But with oversight limited, to a large extent, facilities must police themselves.
The NIH calls each facility’s Institutional Animal Care and Use Committee (IACUC) “the cornerstone” to its plan to ensure “the highest standards for animal use.” These review bodies oversee all research and are mandatory in institutions receiving federal research dollars. But they are loaded with researchers. Small facilities’ committees have at least five members and must include a veterinarian and one “public member” with no ties to the facility.
Robert Dysko understands if IACUCs don’t allay outsiders’ concerns, but he believes in the system. “Now, whether it works 100 percent of the time, yeah, I can’t say that, and I really wouldn’t say that, but it does work,” he says. “Everyone accepts their responsibility pretty solidly.”
Dysko’s Michigan facility’s IACUC comprises 16 to 18 people: two citizen members plus a third non-scientist. Citizen members are usually found by word of mouth and do have a voice at Michigan, he says. Generally, IACUC members’ identities are closely guarded for security reasons; the Animal Legal Defense Fund’s Joyce Tischler wishes at least some were drawn from the animal protection community. “So we scratch our heads,” she says, “and we get cynical and suspicious and say, ‘Well, what are you hiding?’”
Animal protection laws fall far short for animal welfare activists’ liking anyway. The law, for example, doesn’t forbid any experiment, albeit painful or unnecessary or frivolous-sounding. And painkillers are not given for all procedures. Also, even when viable alternatives to animals are available, the law doesn’t require that they’re used, only that they be considered, with reasons for not using them documented.

────────────────

**EXERCISE**
Transcribe the part of the passage on animal research oversight that begins at the words "But with oversight" and stops after the words "to the facility.".

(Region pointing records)

────────────────

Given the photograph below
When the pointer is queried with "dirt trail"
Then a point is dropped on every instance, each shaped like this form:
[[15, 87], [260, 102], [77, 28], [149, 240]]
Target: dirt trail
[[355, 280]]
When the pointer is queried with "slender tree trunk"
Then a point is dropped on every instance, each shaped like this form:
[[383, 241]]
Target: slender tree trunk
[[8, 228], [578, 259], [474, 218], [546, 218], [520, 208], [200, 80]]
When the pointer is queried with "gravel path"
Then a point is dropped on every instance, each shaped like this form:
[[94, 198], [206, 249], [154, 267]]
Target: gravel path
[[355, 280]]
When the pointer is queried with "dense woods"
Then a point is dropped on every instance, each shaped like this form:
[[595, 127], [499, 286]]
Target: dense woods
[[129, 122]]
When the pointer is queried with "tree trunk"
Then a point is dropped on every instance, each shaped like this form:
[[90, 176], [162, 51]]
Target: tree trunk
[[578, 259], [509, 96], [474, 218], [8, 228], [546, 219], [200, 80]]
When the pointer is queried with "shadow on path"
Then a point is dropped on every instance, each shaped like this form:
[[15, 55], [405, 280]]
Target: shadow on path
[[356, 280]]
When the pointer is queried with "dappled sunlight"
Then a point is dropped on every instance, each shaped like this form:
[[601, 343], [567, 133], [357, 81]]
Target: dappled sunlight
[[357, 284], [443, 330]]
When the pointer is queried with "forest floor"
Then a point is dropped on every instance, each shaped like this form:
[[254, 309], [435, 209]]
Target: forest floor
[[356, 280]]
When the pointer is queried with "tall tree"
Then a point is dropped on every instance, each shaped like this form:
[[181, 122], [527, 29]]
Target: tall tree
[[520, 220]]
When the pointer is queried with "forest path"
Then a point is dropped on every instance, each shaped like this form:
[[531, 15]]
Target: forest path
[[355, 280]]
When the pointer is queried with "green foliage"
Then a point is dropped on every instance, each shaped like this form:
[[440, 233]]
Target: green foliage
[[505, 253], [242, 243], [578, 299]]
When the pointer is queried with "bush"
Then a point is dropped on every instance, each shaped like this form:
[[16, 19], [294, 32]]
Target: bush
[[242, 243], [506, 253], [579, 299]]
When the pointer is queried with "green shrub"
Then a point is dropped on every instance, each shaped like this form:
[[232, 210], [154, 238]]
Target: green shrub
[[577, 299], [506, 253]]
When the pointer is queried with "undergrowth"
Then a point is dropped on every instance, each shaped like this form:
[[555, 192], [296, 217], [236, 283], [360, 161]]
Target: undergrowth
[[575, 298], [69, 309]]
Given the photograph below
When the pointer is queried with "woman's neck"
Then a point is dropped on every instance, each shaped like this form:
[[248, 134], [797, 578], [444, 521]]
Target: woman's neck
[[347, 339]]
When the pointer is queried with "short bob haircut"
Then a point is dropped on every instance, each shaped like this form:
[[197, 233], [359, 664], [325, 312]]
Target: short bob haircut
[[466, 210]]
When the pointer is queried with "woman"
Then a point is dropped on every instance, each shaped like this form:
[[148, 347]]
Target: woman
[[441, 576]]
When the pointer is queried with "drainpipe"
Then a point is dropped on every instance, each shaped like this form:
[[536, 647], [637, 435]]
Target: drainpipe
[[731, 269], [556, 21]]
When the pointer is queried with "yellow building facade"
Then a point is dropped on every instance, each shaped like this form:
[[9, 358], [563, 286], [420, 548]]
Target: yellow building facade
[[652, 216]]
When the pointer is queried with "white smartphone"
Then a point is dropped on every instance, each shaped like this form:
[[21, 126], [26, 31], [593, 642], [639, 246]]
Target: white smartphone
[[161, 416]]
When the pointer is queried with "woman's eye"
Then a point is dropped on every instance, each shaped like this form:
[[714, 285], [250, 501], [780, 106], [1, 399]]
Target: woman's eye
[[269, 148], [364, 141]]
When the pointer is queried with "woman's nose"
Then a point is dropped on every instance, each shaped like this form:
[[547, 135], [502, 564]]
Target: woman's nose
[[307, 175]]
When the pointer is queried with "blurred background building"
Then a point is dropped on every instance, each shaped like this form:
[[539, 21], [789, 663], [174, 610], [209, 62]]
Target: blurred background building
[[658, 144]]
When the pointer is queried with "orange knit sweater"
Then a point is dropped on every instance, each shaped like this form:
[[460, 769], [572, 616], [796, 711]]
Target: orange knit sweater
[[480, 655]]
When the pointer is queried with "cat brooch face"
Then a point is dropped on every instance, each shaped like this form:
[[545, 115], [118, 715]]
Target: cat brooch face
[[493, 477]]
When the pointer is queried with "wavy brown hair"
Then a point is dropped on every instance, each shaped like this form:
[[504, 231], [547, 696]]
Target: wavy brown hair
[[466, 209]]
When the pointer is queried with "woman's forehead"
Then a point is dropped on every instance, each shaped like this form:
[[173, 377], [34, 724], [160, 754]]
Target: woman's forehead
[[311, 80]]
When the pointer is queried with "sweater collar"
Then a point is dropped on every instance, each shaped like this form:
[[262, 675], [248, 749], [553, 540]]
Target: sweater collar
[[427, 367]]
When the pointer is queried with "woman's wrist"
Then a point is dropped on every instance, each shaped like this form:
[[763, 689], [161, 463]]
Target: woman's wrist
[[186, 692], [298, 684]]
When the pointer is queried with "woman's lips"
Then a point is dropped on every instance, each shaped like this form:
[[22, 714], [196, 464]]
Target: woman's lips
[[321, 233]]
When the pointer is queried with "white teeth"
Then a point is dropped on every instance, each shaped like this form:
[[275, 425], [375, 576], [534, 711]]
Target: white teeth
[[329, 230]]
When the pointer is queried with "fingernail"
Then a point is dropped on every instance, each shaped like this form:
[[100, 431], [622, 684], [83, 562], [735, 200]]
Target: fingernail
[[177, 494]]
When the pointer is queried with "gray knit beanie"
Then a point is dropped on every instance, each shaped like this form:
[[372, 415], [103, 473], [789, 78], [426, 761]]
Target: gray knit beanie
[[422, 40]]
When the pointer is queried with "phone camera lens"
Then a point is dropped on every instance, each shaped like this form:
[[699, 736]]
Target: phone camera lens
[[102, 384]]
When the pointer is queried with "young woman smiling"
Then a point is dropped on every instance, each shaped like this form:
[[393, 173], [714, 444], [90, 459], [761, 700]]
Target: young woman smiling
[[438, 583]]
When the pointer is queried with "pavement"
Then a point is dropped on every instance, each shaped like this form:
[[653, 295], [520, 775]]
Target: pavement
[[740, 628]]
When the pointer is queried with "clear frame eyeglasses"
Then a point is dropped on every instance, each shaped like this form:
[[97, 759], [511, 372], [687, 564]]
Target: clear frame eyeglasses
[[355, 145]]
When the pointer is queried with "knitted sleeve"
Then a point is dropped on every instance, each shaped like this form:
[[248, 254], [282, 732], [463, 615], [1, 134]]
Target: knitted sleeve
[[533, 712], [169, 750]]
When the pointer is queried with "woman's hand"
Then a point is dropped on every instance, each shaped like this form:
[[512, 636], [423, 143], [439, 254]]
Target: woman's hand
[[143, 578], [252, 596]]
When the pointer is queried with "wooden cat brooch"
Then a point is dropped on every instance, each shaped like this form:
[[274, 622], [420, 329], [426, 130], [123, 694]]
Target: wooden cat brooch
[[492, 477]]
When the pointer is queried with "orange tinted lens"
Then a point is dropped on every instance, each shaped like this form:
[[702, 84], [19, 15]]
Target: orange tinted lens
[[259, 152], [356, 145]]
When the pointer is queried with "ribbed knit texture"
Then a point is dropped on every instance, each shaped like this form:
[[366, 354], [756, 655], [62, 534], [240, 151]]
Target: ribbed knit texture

────────────────

**PROBLEM SOLUTION**
But with oversight limited, to a large extent, facilities must police themselves.
The NIH calls each facility’s Institutional Animal Care and Use Committee (IACUC) “the cornerstone” to its plan to ensure “the highest standards for animal use.” These review bodies oversee all research and are mandatory in institutions receiving federal research dollars. But they are loaded with researchers. Small facilities’ committees have at least five members and must include a veterinarian and one “public member” with no ties to the facility.